[Travail demandé] Citez mot pour mot le passage du texte sur les faillites abusives qui va de «La plupart des» à «des entreprises suisses.».

[Extrait du document]
+---+

La plupart des faillites sont dues à de mauvaises prises de décision et, très rarement, à de la malchance. Mais dans certains cas, mettre la clé sous la porte n'arrive pas par hasard et fait quasiment partie du modèle commercial. Ces candidats à la faillite surfent sur la vague de banqueroutes qui déferle actuellement sur le paysage des entreprises suisses.
«Les cas suspects augmentent et nous constatons clairement une augmentation des faillites abusives», reconnaît Raoul Egeli, président de l'union suisse des créanciers Creditreform. Le nombre de cas suspects est désormais nettement supérieur au niveau d'avant la pandémie. Rien qu'en mars, il y en a eu plus de 70, alors même que les experts estiment que le nombre de cas non déclarés est élevé.
Les secteurs de l'hôtellerie-restauration et de la construction sont particulièrement appréciés des entrepreneurs faillis, aussi appelés «croque-morts d'entreprise». Selon une étude du service d'information économique Dun & Bradstreet, les faillites ont augmenté de 46% dans l'hôtellerie-restauration et même de 76% dans le bâtiment au cours des trois premiers mois de l'année.
Crédits Covid et faillites
Comment fonctionne exactement ce genre de faillite? Un entrepreneur est en difficulté financière, mais reste sur le marché grâce à des méthodes de dumping. Il omet de payer les cotisations sociales, vend une partie de son inventaire, augmente sa montagne de dettes, avant de se retirer dès que la situation devient trop critique. À partir de là, c'est le croque-mort de l'entreprise qui prend le relais, en effectuant des achats aux frais de la société aussi longtemps que possible et en bradant les derniers biens de l'entreprise avant que tout ne s'effondre.

+---+

[Données fournies]

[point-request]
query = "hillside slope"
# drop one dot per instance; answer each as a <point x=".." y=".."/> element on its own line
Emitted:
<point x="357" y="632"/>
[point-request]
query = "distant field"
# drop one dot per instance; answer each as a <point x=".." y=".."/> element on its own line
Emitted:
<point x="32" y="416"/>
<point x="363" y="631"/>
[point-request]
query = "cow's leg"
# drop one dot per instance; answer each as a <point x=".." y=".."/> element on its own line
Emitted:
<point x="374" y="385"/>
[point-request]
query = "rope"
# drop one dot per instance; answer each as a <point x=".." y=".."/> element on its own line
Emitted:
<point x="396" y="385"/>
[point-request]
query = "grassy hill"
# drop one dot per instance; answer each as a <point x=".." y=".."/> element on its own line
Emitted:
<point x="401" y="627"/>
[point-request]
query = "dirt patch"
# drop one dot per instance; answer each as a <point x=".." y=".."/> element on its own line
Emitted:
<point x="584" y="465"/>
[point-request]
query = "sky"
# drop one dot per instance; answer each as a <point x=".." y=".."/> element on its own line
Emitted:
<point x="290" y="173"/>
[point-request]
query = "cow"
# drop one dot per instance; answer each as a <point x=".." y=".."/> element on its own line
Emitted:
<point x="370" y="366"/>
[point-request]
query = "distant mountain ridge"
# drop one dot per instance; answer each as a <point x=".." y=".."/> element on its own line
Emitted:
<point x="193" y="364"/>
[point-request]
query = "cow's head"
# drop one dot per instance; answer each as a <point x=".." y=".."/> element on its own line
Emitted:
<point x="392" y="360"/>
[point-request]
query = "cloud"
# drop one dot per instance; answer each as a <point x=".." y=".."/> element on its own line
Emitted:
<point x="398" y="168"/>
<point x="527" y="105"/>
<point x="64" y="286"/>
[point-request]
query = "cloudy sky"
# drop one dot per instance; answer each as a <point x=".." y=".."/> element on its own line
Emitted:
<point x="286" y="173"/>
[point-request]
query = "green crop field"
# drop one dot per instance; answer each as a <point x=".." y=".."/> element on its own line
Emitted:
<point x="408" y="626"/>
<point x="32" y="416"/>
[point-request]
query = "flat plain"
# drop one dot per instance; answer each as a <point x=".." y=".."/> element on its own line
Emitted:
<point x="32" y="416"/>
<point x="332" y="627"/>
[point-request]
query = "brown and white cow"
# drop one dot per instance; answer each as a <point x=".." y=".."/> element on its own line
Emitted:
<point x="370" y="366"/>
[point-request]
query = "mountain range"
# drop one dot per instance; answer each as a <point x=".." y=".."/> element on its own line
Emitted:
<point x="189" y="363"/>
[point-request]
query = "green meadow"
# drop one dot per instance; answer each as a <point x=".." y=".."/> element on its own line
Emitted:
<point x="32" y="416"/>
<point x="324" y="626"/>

+---+

[Corrigé]
La plupart des faillites sont dues à de mauvaises prises de décision et, très rarement, à de la malchance. Mais dans certains cas, mettre la clé sous la porte n'arrive pas par hasard et fait quasiment partie du modèle commercial. Ces candidats à la faillite surfent sur la vague de banqueroutes qui déferle actuellement sur le paysage des entreprises suisses.